- TRAVAIL DEMANDÉ -
Modifiez le passage de la critique allant de « Trois novellas (parues » à « et très humaine. » en remplaçant « novellas » par « nouvelles ».

- EXTRAIT CITÉ -

::::::::::

Instanciations, de Greg Egan

Posted on 30 mai 2024
Greg Egan, c’est un peu l’Everest de la hard-SF. Et comme toutes les montagnes, il a deux versants. Le versant hardcore, purement analytique et réservé aux initiés en physique et autres matières scientifiques qui finissent -ique et que peu parviennent à bien comprendre. Et le versant plus accessible, qui reste dans le domaine des trucs en -ique mais pour lesquels Egan fait un effort d’accessibilité, notamment en humanisant un peu plus son propos, faisant réellement oeuvre d’écrivain plutôt que de penseur scientifique, densifiant un peu ses personnages voire même, cerise sur le gâteau, y ajoutant un peu d’émotion (oui oui, ça existe !). Et donc, quand on est face à un texte d’Egan, on ne sait jamais quel versant il va nous proposer. Et pour « Instanciations », ce sera…

 

Quatrième de couverture :

Lorsqu’elle ouvre les yeux, elle n’a aucune idée de l’endroit où elle se trouve. Une grotte ? Comment est-elle arrivée là, quand, et pour quelle raison ? Impossible de le dire non plus… D’ailleurs, elle ignore même qui elle est. Mais quelque chose ici ne tourne pas rond. De cela, au moins, elle est certaine. Car aussi étrange que cela puisse sembler, son environnement lui apparaît comme… penché. Et très vite, une autre certitude grandit en elle : il ne faut pas rester dans les parages…

« Instanciations », qui réunit trois récits formant un tout cohérent, explore les limites et enjeux de la vie sous forme digitale – une problématique aux ramifications vertigineuses.

 

Un peu de hard-Egan, et beaucoup de soft-Egan

Trois novellas (parues à l’origine en VO dans un recueil garni d’autres textes de l’auteur) composent ce qui s’impose presque plus comme un roman que comme trois récits séparés. Ecrites au cours des années 2010 (2014, 2018 et 2019 pour être précis), elles décrivent un jeu. Ou plus précisément les Personnages Non Joueurs d’un jeu en ligne, ceux avec lesquels discute l’avatar du joueur en chair et en os, ceux qui remplissent les auberges et les villages, ceux qui donnent des quêtes, etc… Mais dans ce jeu, les PNJ sont quand même des PNJ++ puisque pour plus de réalisme dans leurs réactions et leur comportement, ils sont constitués d’un ensemble de scans cérébraux de personnes décédées, leur donnant une personnalité unique… et très humaine.

::::::::::

- MATÉRIEL FOURNI -
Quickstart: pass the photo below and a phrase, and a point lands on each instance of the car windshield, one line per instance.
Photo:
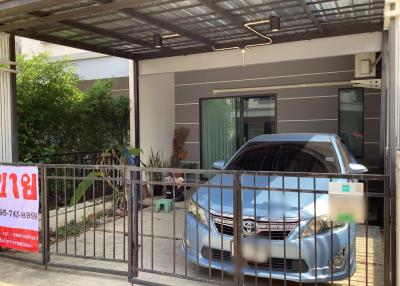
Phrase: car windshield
(316, 157)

::::::::::

- RÉSULTAT OBTENU -
Trois nouvelles (parues à l’origine en VO dans un recueil garni d’autres textes de l’auteur) composent ce qui s’impose presque plus comme un roman que comme trois récits séparés. Ecrites au cours des années 2010 (2014, 2018 et 2019 pour être précis), elles décrivent un jeu. Ou plus précisément les Personnages Non Joueurs d’un jeu en ligne, ceux avec lesquels discute l’avatar du joueur en chair et en os, ceux qui remplissent les auberges et les villages, ceux qui donnent des quêtes, etc… Mais dans ce jeu, les PNJ sont quand même des PNJ++ puisque pour plus de réalisme dans leurs réactions et leur comportement, ils sont constitués d’un ensemble de scans cérébraux de personnes décédées, leur donnant une personnalité unique… et très humaine.